Recopiez mot pour mot le passage de l'extrait sur les comédications et les inhibiteurs de point de contrôle immunitaire, de « Les inhibiteurs de » à « la survenue d’EIim. ».

== Extrait fourni ==
>>>
Impact des comédications sur l'efficacité du traitement par inhibiteur de point de contrôle immunitaire

Kostine M, Mauric E, Tison A, et al. Baseline co-medications may alter the anti-tumoural effect of checkpoint inhibitors as well as the risk of immune-related adverse effects. Eur J Cancer 2021 Nov;157:474-484.

Les inhibiteurs de point de contrôle immunitaire (ICI) ont considérablement amélioré le pronostic de plusieurs cancers avancés. Des données ont montré que le microbiote intestinal était susceptible de moduler la réponse au traitement par ICI, et également d’être impliqué dans la pathogenèse des événements indésirables immuno-médiés (EIim). Alors que les antibiotiques sont connus pour dégrader le pronostic des patients cancéreux traités par ICI, on en sait peu sur l’effet qu’exercent sur le microbiote différentes comédications administrées lors de la mise en route de l’ICI. Dans cette étude, les auteurs ont examiné l’effet de comédications administrées 1 mois avant ou après l’ICI sur les résultats du traitement et la survenue d’EIim.
<<<
== Jeu de données ==
>>>
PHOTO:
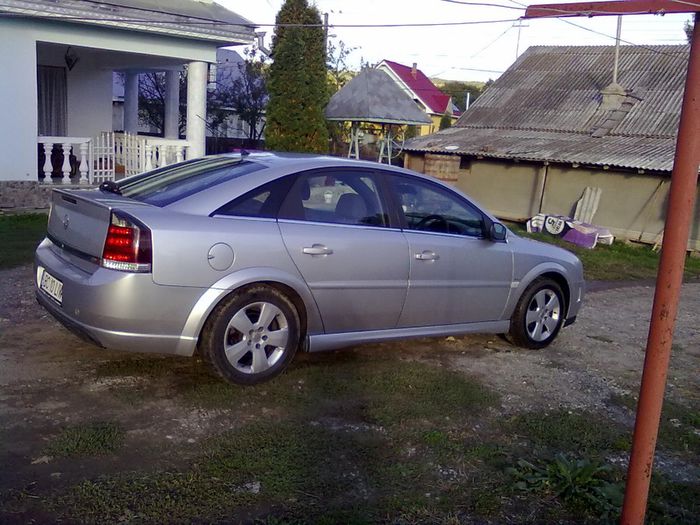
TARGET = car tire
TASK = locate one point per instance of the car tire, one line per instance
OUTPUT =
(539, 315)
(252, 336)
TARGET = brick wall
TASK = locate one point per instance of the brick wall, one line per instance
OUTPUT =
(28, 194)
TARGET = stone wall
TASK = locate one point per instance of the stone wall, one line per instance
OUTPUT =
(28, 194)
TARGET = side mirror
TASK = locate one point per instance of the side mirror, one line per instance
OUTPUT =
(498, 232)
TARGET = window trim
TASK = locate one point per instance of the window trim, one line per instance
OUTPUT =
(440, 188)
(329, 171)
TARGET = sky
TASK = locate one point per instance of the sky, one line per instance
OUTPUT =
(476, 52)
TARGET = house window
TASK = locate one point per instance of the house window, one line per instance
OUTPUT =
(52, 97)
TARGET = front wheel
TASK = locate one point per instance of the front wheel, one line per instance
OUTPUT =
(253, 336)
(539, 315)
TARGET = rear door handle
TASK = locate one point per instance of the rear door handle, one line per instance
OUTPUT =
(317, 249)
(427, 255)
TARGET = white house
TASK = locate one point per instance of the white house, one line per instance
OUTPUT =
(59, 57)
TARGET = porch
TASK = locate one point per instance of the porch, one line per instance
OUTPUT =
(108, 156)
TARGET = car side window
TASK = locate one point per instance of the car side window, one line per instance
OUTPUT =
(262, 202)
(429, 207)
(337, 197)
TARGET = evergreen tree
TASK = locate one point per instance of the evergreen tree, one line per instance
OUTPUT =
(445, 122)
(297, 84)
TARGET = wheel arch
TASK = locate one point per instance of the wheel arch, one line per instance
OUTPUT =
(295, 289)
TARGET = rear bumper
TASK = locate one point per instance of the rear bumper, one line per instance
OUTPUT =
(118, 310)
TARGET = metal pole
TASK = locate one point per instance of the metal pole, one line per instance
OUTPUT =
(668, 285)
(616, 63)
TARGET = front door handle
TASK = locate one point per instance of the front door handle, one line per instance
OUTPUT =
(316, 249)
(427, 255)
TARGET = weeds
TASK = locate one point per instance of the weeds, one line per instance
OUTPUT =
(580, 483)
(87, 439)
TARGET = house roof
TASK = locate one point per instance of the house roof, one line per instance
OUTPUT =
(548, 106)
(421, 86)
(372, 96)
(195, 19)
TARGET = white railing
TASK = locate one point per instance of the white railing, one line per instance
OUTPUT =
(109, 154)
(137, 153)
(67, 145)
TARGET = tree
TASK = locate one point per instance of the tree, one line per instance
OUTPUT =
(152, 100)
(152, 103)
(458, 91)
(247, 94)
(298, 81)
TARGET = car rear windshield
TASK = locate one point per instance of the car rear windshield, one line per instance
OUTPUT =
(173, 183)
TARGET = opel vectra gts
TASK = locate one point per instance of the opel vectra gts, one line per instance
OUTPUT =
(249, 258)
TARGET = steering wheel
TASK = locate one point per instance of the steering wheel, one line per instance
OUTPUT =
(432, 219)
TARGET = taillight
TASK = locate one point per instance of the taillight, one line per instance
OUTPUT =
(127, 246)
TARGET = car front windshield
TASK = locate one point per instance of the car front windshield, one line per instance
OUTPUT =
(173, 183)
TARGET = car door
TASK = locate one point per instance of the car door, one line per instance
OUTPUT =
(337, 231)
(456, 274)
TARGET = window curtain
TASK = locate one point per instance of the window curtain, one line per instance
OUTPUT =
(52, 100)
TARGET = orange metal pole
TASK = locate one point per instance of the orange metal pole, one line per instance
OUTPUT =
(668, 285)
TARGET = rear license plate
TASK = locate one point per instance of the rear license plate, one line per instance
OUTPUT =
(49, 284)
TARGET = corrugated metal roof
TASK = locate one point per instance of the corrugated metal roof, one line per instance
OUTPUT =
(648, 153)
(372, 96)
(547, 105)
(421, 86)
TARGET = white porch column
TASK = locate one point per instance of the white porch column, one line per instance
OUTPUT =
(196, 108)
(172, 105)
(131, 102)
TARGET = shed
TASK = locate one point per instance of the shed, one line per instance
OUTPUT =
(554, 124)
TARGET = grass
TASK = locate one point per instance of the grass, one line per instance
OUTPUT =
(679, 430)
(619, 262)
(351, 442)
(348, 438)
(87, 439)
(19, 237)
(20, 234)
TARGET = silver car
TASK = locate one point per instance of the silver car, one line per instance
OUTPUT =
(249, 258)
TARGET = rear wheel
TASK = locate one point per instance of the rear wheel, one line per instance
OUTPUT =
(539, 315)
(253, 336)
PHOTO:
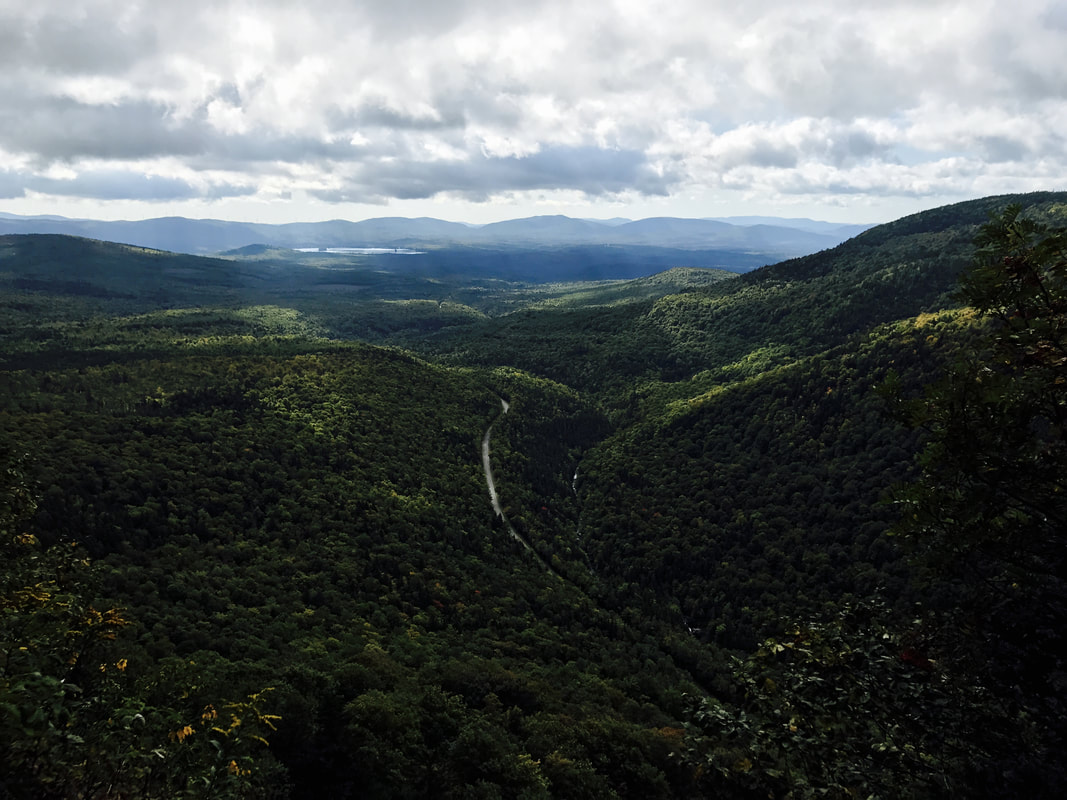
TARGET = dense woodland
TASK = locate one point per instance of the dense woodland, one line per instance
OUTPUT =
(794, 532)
<<<
== Résultat obtenu ==
Les inhibiteurs de point de contrôle immunitaire (ICI) ont considérablement amélioré le pronostic de plusieurs cancers avancés. Des données ont montré que le microbiote intestinal était susceptible de moduler la réponse au traitement par ICI, et également d’être impliqué dans la pathogenèse des événements indésirables immuno-médiés (EIim). Alors que les antibiotiques sont connus pour dégrader le pronostic des patients cancéreux traités par ICI, on en sait peu sur l’effet qu’exercent sur le microbiote différentes comédications administrées lors de la mise en route de l’ICI. Dans cette étude, les auteurs ont examiné l’effet de comédications administrées 1 mois avant ou après l’ICI sur les résultats du traitement et la survenue d’EIim.